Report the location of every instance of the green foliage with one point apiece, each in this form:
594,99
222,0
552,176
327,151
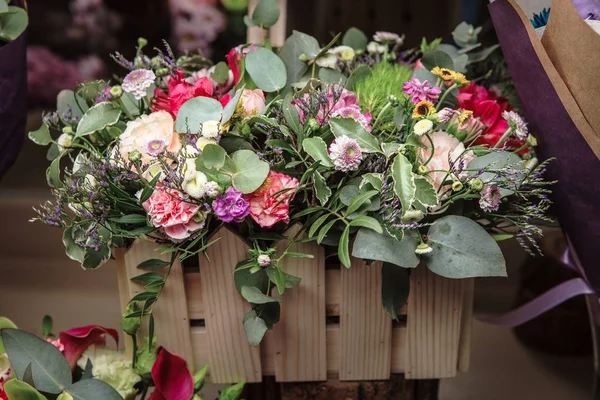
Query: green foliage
13,22
463,249
373,91
371,245
196,111
355,38
395,287
266,70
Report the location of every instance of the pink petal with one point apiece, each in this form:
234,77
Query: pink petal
172,377
77,340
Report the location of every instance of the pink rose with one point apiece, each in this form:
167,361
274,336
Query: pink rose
167,210
252,101
266,208
445,147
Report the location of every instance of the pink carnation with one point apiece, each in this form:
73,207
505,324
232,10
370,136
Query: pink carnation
167,210
267,207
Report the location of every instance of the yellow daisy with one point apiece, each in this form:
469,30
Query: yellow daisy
464,116
444,73
423,109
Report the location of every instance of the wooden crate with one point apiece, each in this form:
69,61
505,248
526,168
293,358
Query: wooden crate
332,325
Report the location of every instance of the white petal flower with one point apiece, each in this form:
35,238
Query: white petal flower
423,126
210,129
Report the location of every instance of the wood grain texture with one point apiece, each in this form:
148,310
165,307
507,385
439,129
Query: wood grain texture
365,328
172,326
300,343
231,358
433,325
466,326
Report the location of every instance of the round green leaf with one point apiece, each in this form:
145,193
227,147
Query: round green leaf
41,136
97,117
194,112
19,390
355,38
370,245
266,70
93,389
13,23
49,369
463,249
251,171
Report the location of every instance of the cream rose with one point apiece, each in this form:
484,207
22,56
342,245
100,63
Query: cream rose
445,146
150,135
252,101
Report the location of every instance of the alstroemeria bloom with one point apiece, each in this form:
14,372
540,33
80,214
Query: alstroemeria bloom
172,377
77,340
268,205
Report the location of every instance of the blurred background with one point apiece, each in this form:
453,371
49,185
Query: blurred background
69,42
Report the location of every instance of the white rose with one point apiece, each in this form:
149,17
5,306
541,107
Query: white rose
196,187
65,140
149,135
210,129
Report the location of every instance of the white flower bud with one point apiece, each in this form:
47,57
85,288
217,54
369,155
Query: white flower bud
64,140
210,129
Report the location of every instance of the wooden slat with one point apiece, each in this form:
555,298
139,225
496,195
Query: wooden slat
267,352
172,326
433,325
231,358
365,328
466,326
300,344
332,294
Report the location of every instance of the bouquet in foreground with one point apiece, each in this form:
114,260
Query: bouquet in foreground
377,152
77,364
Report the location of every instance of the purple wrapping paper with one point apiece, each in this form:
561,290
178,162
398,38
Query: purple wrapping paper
13,101
556,117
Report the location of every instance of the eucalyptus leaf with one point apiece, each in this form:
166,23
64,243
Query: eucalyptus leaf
93,389
41,136
96,118
49,368
67,102
355,38
395,287
354,130
19,390
404,181
370,245
317,149
266,69
343,248
322,191
13,23
196,111
251,171
463,249
254,295
297,44
255,328
266,13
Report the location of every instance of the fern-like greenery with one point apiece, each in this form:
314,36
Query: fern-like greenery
373,92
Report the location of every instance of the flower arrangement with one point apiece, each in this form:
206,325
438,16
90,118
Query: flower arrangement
375,152
77,364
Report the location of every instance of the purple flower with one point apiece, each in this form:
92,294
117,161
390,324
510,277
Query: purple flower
490,198
421,91
232,206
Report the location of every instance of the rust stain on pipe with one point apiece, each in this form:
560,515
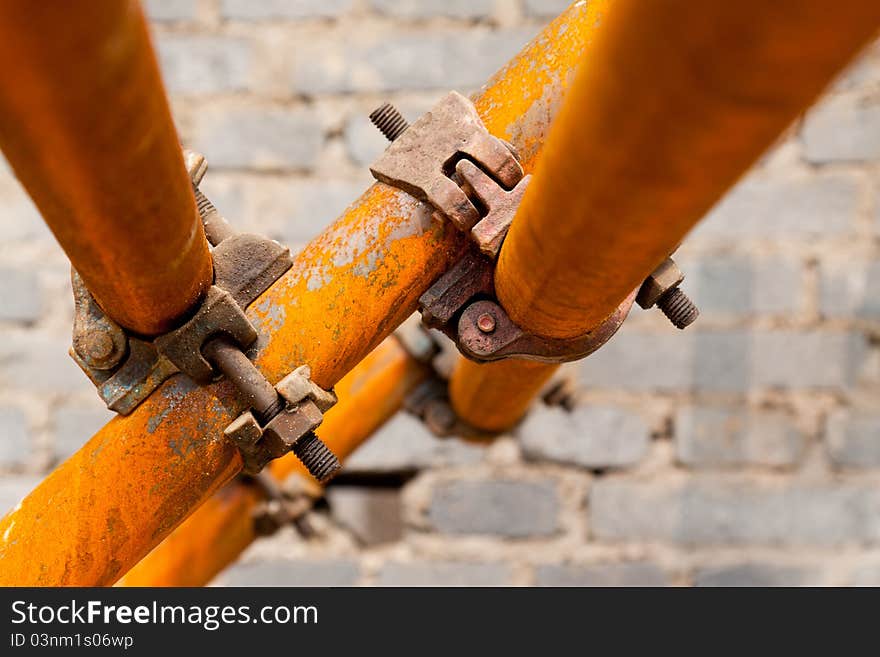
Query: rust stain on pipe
673,102
85,124
107,506
219,531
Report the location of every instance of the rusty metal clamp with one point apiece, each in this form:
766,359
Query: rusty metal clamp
127,369
448,159
290,428
286,503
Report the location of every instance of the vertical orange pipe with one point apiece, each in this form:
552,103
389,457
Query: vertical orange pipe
106,507
673,102
219,531
86,126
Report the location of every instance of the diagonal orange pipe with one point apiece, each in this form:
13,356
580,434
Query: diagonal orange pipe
85,124
219,531
107,506
672,104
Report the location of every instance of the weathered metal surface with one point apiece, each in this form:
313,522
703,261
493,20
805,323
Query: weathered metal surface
369,395
85,125
217,314
271,429
499,204
372,264
421,158
652,132
664,278
486,333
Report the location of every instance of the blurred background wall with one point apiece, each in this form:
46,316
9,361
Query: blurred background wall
745,450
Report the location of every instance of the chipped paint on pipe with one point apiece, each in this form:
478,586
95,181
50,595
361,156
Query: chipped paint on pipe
653,131
219,531
674,102
106,507
85,125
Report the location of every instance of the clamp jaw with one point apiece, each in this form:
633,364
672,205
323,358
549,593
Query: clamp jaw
126,369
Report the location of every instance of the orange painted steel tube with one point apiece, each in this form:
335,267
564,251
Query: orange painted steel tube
85,124
219,531
107,506
673,102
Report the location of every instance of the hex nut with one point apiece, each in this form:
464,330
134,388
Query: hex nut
666,277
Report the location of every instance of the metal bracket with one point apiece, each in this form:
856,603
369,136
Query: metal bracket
449,159
287,503
127,369
291,429
462,305
424,157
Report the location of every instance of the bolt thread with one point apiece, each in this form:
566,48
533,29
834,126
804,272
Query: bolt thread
678,307
389,120
321,463
205,206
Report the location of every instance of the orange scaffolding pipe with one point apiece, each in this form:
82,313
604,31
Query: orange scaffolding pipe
123,492
86,126
673,103
221,529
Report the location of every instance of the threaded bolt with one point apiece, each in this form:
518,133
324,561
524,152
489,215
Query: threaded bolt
321,463
678,307
389,120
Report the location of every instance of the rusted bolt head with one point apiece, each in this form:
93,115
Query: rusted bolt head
98,348
486,323
98,345
663,279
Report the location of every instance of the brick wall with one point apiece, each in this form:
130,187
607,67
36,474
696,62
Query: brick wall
743,451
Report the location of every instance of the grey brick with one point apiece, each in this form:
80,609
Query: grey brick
# # # #
Extract all the entries word for word; omit any pictures.

Report the location of every instance of the green foliage with one point apiece, each in this form:
594,99
222,0
552,176
327,151
Query: green foliage
13,22
463,249
373,91
371,245
196,111
355,38
395,287
266,70
Report the location of every instance of the pink petal with one point apiece, each in this form:
234,77
Query: pink petal
172,377
77,340
Report the location of every instance of the pink rose with one point apiece, each in this form:
167,361
274,336
Query: pink rose
167,210
252,101
266,208
445,147
Report the location of every instance of the pink carnation with one point apiece, each in this form:
73,207
505,324
232,10
370,136
Query: pink carnation
167,210
267,207
Report the location of every instance of the yellow daisy with one point apiece, each in this form:
469,30
Query: yellow daisy
464,116
444,73
423,109
Report the location of every instance of the wooden crate with one point apiece, each in this form:
69,61
505,248
526,168
293,358
Query: wooden crate
332,325
Report the location of every instance of the white petal flower with one point apiece, each in this form:
35,238
Query: white petal flower
423,126
210,129
Report the location of every instance of the wood grain texture with one point apiece, each in this form:
148,310
165,307
507,385
439,129
Query: wood grain texture
365,328
172,326
300,343
231,358
433,325
466,326
Report the location of every instance of the round green leaf with one point apiece, each in this form:
145,193
227,147
Query: round green leaf
41,136
97,117
194,112
19,390
355,38
370,245
266,70
93,389
13,23
49,369
463,249
251,171
Report the location of every instance of the cream rose with one point apiece, each in this form:
484,207
22,56
342,245
100,63
Query: cream rose
445,146
150,135
252,101
Report the location of every instance of the alstroemeria bloom with one point apiece, each in this form:
14,372
540,33
80,214
Query: alstroemeria bloom
172,377
77,340
268,205
Report the location of every instance of the blurred background with one point apiece, each in this form:
453,371
49,185
Query: blurred background
69,42
Report the location of every instance of the white rose with one point apiece, each in this form:
149,17
5,306
541,107
Query: white rose
196,187
65,140
149,135
210,129
Report the location of every instance of the white flower bud with one point apiece, each in this form:
47,57
85,288
217,54
369,155
Query: white flower bud
64,140
210,129
Report the location of every instance of the wooden slat with one point apiece, each in this form:
555,298
139,225
496,195
Query: wooden slat
267,352
172,326
433,325
231,358
365,328
466,326
300,344
332,294
Report the location of every instance of the bouquet in foreground with one point apiece, each in this form:
114,260
Query: bouquet in foreground
377,152
77,364
Report the location of every instance of the purple wrapping paper with one point apiece, each in this form:
561,290
178,162
398,38
Query: purple wrapping paper
13,101
556,117
Report the location of every instance of the eucalyptus leaf with one point apiece, each in this form:
166,23
64,243
Query: eucalyptus leaf
93,389
41,136
96,118
49,368
67,102
355,38
395,287
354,130
19,390
404,181
370,245
317,149
266,69
343,248
322,191
13,23
196,111
251,171
463,249
254,295
297,44
255,328
266,13
Report the location of every instance of the fern-like greenery with one point apiece, each in this form:
314,36
Query: fern-like greenery
373,92
Report the location of every instance of the flower arrangement with one point apiece, each in this form:
206,325
438,16
90,118
Query: flower arrangement
375,152
77,364
Report the location of every instance of the purple flower with one point apiece, each in this form:
92,294
117,161
390,324
510,277
Query: purple flower
490,198
421,91
232,206
Report the location of every instance of the rust stain on pipe with one point apiece, each in this form:
560,515
Query: rust stain on pipe
673,102
85,124
107,506
219,531
Report the location of every instance of the rusty metal clamp with one point apiece, each in this form:
766,359
Query: rusty metal clamp
127,369
448,159
290,428
286,503
Report the location of every instance of the vertical orange pipe with one point apiece, each in this form:
552,103
389,457
Query: vertical orange pipe
106,507
673,102
219,531
86,126
Report the location of every instance of the diagonal orange pipe with one point apiece, each in this form:
13,356
580,434
Query: diagonal orange pipe
85,124
219,531
107,506
672,104
Report the location of every instance of the weathered metal surface with one point apiece, each in this form:
313,522
703,261
493,20
805,323
Query: weathered metal surface
369,395
85,125
217,314
271,429
499,204
372,264
421,158
652,132
664,278
486,333
Report the location of every instance of the blurred background wall with one point apiece, each in this form:
46,316
9,361
Query: blurred background wall
745,450
Report the location of every instance of the chipped paint on pipe with one point apiece, each in this form:
478,586
95,181
50,595
361,156
Query: chipped paint on pipe
653,131
219,531
674,102
106,507
85,125
Report the location of every instance of the clamp jaw with one point apiece, each in this form:
633,364
672,205
323,358
549,593
Query: clamp jaw
126,369
Report the location of every instance of the orange painted steel tube with one point apiece, each in this form:
335,267
564,251
Query: orange painted steel tube
85,124
219,531
107,506
673,102
Report the location of every instance of the hex nut with one point apiece, each in this form:
464,330
134,388
Query: hex nut
666,277
Report the location of every instance of the metal bracket with one point apiece, each in this form:
856,603
369,136
Query: metal bracket
449,159
287,503
127,369
291,429
462,305
424,157
Report the location of every instance of the bolt thread with one point apiece, each in this form:
566,48
533,29
834,126
804,272
Query: bolt thread
678,307
389,120
321,463
205,206
Report the location of every instance of the orange scaffolding pipe with one point apiece, each in this form:
82,313
604,31
Query: orange scaffolding pipe
123,492
86,126
673,103
221,529
Report the location of every instance of the threaded bolt with one point apiece, each in this form:
518,133
324,561
524,152
489,215
Query: threaded bolt
321,463
678,307
389,120
Report the location of every instance of the rusted bolt head with one point apiece, each in this form:
93,115
Query: rusted bolt head
98,348
486,323
98,345
663,279
Report the location of every instance of the brick wall with one point apiece, each in this form:
130,187
607,67
36,474
696,62
Query: brick wall
743,451
Report the location of every instance of the grey brick with one point apiece, each in this form:
80,609
Query: grey brick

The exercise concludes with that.